Problem requirements: Copy every line of the records below that holds the word "positive".

Stored items:
○ ○ ○ ○ ○ ○ ○

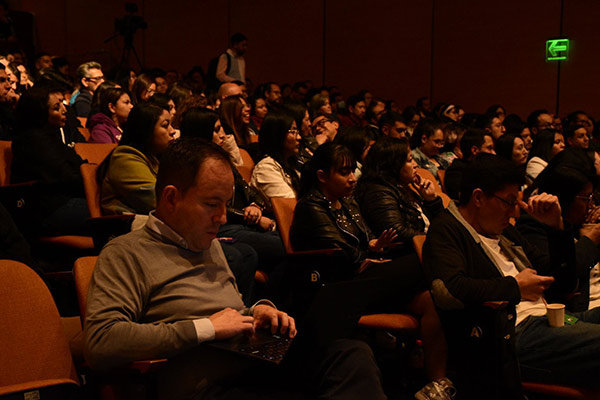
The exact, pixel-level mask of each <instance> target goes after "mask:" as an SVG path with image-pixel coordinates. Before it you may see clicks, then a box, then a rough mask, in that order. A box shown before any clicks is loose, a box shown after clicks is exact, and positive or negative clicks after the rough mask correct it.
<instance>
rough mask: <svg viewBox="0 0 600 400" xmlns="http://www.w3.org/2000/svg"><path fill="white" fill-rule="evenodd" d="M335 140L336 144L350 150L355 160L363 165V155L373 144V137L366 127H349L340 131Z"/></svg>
mask: <svg viewBox="0 0 600 400" xmlns="http://www.w3.org/2000/svg"><path fill="white" fill-rule="evenodd" d="M334 140H335V143H337V144H339V145H342V146H345V147H347V148H348V149H350V151H351V152H352V155H353V156H354V159H355V160H356V161H360V162H361V163H362V162H364V160H363V159H362V154H363V152H364V151H365V148H366V147H367V146H368V145H369V143H370V142H371V136H370V134H369V131H368V130H367V128H366V127H362V126H348V127H345V128H342V129H340V131H339V133H338V134H337V135H336V136H335V139H334Z"/></svg>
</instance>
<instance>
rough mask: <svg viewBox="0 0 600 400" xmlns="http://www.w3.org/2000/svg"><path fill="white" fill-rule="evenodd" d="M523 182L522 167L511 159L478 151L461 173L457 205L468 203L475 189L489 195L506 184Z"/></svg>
mask: <svg viewBox="0 0 600 400" xmlns="http://www.w3.org/2000/svg"><path fill="white" fill-rule="evenodd" d="M524 183H525V174H524V172H523V169H522V168H519V167H518V166H517V165H516V164H515V163H513V162H512V161H508V160H505V159H504V158H501V157H498V156H496V155H493V154H488V153H478V154H477V155H476V156H475V158H474V159H473V161H471V162H470V163H469V164H468V166H467V168H466V169H465V172H464V173H463V177H462V180H461V184H460V201H459V205H461V206H464V205H466V204H468V203H469V201H471V195H472V194H473V191H474V190H475V189H481V190H482V191H483V192H484V193H485V194H486V195H488V196H491V195H493V194H494V193H496V192H497V191H499V190H502V189H503V188H504V187H505V186H506V185H518V186H521V185H523V184H524Z"/></svg>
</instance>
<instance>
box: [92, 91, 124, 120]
mask: <svg viewBox="0 0 600 400" xmlns="http://www.w3.org/2000/svg"><path fill="white" fill-rule="evenodd" d="M103 86H104V83H103V84H102V85H100V87H98V89H96V92H95V93H94V96H96V95H98V109H99V110H100V112H101V113H103V114H105V115H107V116H109V117H112V112H111V111H110V109H109V108H108V105H109V104H112V105H115V104H117V101H119V99H120V98H121V96H123V95H124V94H127V91H126V90H125V89H123V88H119V87H116V86H104V87H103ZM92 103H93V102H92Z"/></svg>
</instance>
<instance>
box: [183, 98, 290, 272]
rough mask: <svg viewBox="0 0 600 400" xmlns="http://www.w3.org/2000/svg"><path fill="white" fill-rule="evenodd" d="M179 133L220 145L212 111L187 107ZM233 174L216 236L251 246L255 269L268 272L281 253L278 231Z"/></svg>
mask: <svg viewBox="0 0 600 400" xmlns="http://www.w3.org/2000/svg"><path fill="white" fill-rule="evenodd" d="M181 136H182V137H183V138H190V137H195V138H200V139H203V140H206V141H207V142H213V143H215V144H217V145H219V146H221V147H223V143H224V138H225V133H224V132H223V129H222V128H221V122H220V121H219V116H218V114H217V113H216V112H214V111H212V110H209V109H207V108H191V109H190V110H188V111H187V112H186V114H185V115H184V116H183V119H182V122H181ZM223 148H224V147H223ZM224 149H225V148H224ZM233 176H234V182H235V187H234V197H233V199H232V202H231V204H230V205H228V206H227V223H225V224H224V225H221V228H220V229H219V233H218V236H219V237H231V238H234V239H235V240H237V241H239V242H242V243H246V244H248V245H250V246H252V248H254V249H255V250H256V252H257V253H258V257H259V260H258V262H259V268H260V269H262V270H266V271H270V270H272V269H273V268H274V267H275V266H276V265H277V264H279V263H280V262H282V261H283V258H284V255H285V251H284V249H283V244H282V242H281V239H280V237H279V234H278V233H277V232H276V231H275V230H274V229H275V222H274V221H273V220H272V219H271V218H268V217H267V216H265V215H264V213H263V211H264V209H265V203H264V202H263V200H262V198H261V196H260V194H259V193H258V192H257V191H256V190H255V189H254V188H252V187H251V186H249V185H248V184H247V183H246V181H245V180H244V178H242V176H241V175H240V173H239V172H238V171H237V169H235V168H234V169H233ZM252 278H253V277H252Z"/></svg>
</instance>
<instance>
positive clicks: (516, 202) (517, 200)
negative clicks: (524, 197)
mask: <svg viewBox="0 0 600 400" xmlns="http://www.w3.org/2000/svg"><path fill="white" fill-rule="evenodd" d="M492 196H494V197H495V198H497V199H498V200H500V201H501V202H502V203H504V204H505V205H506V206H507V207H510V208H515V207H516V206H517V204H519V201H518V200H514V201H508V200H506V199H505V198H502V197H500V196H498V195H496V194H493V195H492Z"/></svg>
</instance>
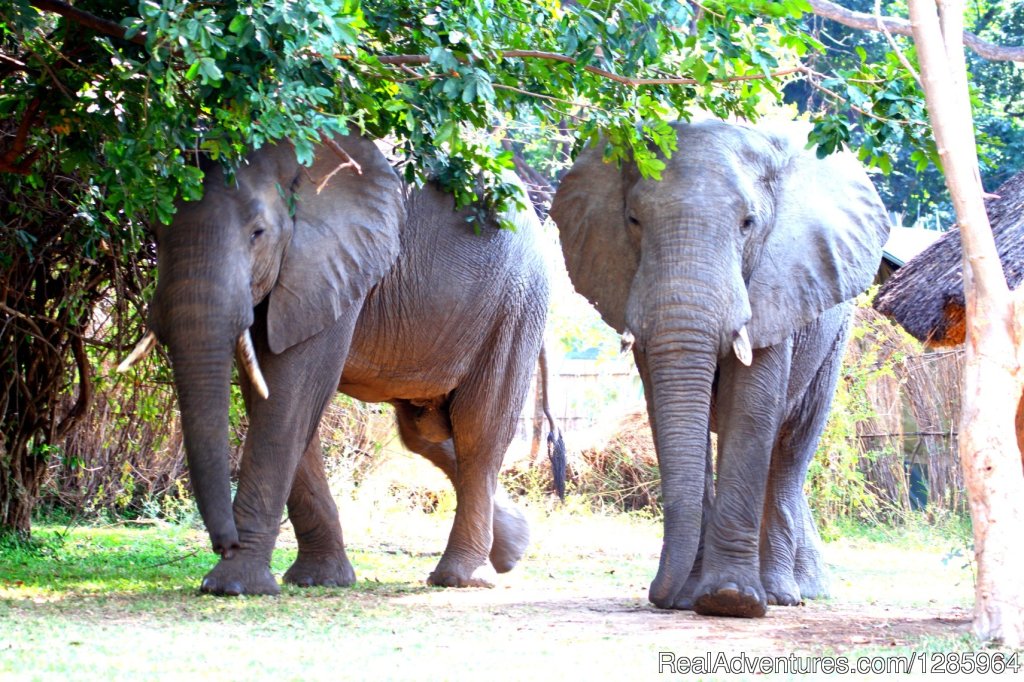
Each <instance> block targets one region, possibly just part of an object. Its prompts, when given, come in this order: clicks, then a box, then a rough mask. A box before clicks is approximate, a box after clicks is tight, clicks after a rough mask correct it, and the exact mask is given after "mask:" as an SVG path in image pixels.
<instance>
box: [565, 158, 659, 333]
mask: <svg viewBox="0 0 1024 682" xmlns="http://www.w3.org/2000/svg"><path fill="white" fill-rule="evenodd" d="M603 147H604V140H601V142H599V143H598V144H597V145H595V146H590V147H587V148H586V150H584V151H583V153H582V154H581V155H580V157H579V158H578V159H577V162H575V164H573V166H572V169H571V170H570V171H569V172H568V173H567V174H566V175H565V177H564V178H562V181H561V184H559V186H558V191H557V193H555V199H554V201H553V202H552V204H551V217H552V218H553V219H554V221H555V224H557V225H558V235H559V238H560V240H561V244H562V255H563V256H564V257H565V268H566V269H567V270H568V273H569V279H570V280H571V281H572V286H573V287H575V290H577V291H578V292H580V293H581V294H583V295H584V296H586V297H587V299H588V300H589V301H590V302H591V303H592V304H593V305H594V307H596V308H597V310H598V312H600V313H601V317H602V318H603V319H604V322H605V323H607V324H608V325H609V326H610V327H612V328H613V329H614V330H615V331H617V332H620V333H622V332H624V331H626V304H627V301H628V299H629V295H630V288H631V286H632V284H633V278H634V275H635V274H636V271H637V267H638V266H639V262H640V256H639V254H638V253H637V251H636V249H635V248H634V246H633V244H632V243H631V242H630V238H629V232H628V231H627V225H626V214H625V211H626V185H627V176H628V175H629V174H630V169H628V168H624V169H622V170H620V169H618V168H616V167H615V165H614V164H609V163H605V162H604V159H603V158H602V153H601V150H602V148H603Z"/></svg>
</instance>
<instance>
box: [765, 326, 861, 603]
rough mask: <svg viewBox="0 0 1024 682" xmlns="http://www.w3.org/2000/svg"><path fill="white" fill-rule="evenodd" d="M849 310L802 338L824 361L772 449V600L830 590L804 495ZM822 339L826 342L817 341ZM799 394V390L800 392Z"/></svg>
mask: <svg viewBox="0 0 1024 682" xmlns="http://www.w3.org/2000/svg"><path fill="white" fill-rule="evenodd" d="M848 315H849V310H848V309H842V308H841V307H837V308H835V309H834V312H829V313H826V315H825V316H824V317H823V318H822V319H821V321H819V322H818V323H817V324H816V326H815V327H814V328H813V329H814V332H815V333H814V335H809V336H808V338H807V339H802V340H801V341H800V342H798V344H797V347H796V350H795V352H804V351H805V349H804V348H803V347H802V345H801V343H807V344H808V345H810V346H812V347H813V346H818V347H819V348H820V350H819V351H818V352H820V353H821V358H822V359H821V364H820V365H819V366H818V369H817V371H816V372H814V373H813V375H812V376H811V377H810V380H809V382H808V383H807V386H806V389H805V390H804V392H803V395H800V397H799V400H796V401H795V404H796V407H795V409H793V410H791V414H790V418H788V419H787V420H786V423H785V424H784V425H783V426H782V428H781V429H780V435H779V438H778V441H777V442H776V446H775V450H774V452H773V453H772V460H771V468H770V469H769V474H768V489H767V495H766V498H765V513H764V521H763V524H762V528H761V552H760V553H761V580H762V583H763V585H764V586H765V590H766V591H767V593H768V599H769V603H774V604H780V605H796V604H799V603H800V602H801V600H802V599H815V598H822V597H827V596H828V573H827V571H826V569H825V566H824V561H823V560H822V558H821V540H820V538H819V536H818V531H817V528H816V527H815V525H814V518H813V517H812V516H811V510H810V508H809V507H808V504H807V496H806V495H804V481H805V479H806V478H807V469H808V467H809V466H810V463H811V460H812V459H813V458H814V453H815V452H816V450H817V445H818V439H819V438H820V437H821V432H822V431H823V430H824V428H825V423H826V422H827V421H828V412H829V409H830V407H831V396H833V394H834V393H835V392H836V383H837V381H838V380H839V373H840V369H841V365H842V358H843V350H844V349H845V347H846V338H847V321H848ZM815 339H823V340H824V341H825V343H824V344H815ZM798 395H799V394H798Z"/></svg>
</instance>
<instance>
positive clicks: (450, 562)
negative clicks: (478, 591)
mask: <svg viewBox="0 0 1024 682" xmlns="http://www.w3.org/2000/svg"><path fill="white" fill-rule="evenodd" d="M427 585H433V586H436V587H483V588H493V587H495V583H494V569H492V568H490V566H489V564H487V563H486V562H483V565H477V567H476V568H472V569H470V568H467V564H459V563H458V562H455V561H445V559H444V557H441V560H440V563H438V564H437V567H436V568H434V570H433V572H432V573H430V576H429V577H428V578H427Z"/></svg>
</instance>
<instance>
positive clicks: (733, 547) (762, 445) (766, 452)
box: [693, 344, 790, 617]
mask: <svg viewBox="0 0 1024 682" xmlns="http://www.w3.org/2000/svg"><path fill="white" fill-rule="evenodd" d="M788 350H790V349H788V346H787V344H781V345H780V346H772V347H770V348H765V349H761V350H758V351H756V352H755V354H754V361H753V364H752V366H751V367H750V368H744V367H742V366H741V365H739V363H738V361H735V360H731V359H730V360H727V361H723V364H722V367H721V373H720V381H719V388H718V414H717V417H718V435H719V441H718V442H719V471H718V480H717V484H716V489H715V502H714V504H713V506H712V510H711V514H710V517H709V519H708V525H707V532H706V538H705V554H703V565H702V567H701V577H700V582H699V584H698V586H697V588H696V590H695V593H694V602H693V609H694V610H695V611H696V612H697V613H701V614H706V615H732V616H741V617H759V616H762V615H764V614H765V613H766V611H767V603H768V600H767V595H766V593H765V590H764V587H763V585H762V583H761V571H760V568H761V566H760V561H759V547H758V545H759V542H760V535H761V521H762V515H763V512H764V501H765V491H766V485H767V479H768V467H769V463H770V460H771V452H772V447H773V444H774V442H775V438H776V435H777V433H778V428H779V423H780V413H781V411H782V407H783V402H784V396H785V388H786V379H787V376H788V367H790V352H788Z"/></svg>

○ ○ ○ ○ ○ ○ ○

Answer to this exercise:
The exact, pixel-level mask of each <instance> target goes after "mask:" as an SVG path with image-pixel coordinates. Before it you may see clicks, then a box, then a rough mask, in that order. A box shown before any clicks is loose, a box shown after clicks is exact, and positive or negative clicks after the rough mask correct it.
positive clicks: (516, 202) (517, 200)
positive clicks: (450, 562)
positive clicks: (733, 547) (762, 445) (766, 452)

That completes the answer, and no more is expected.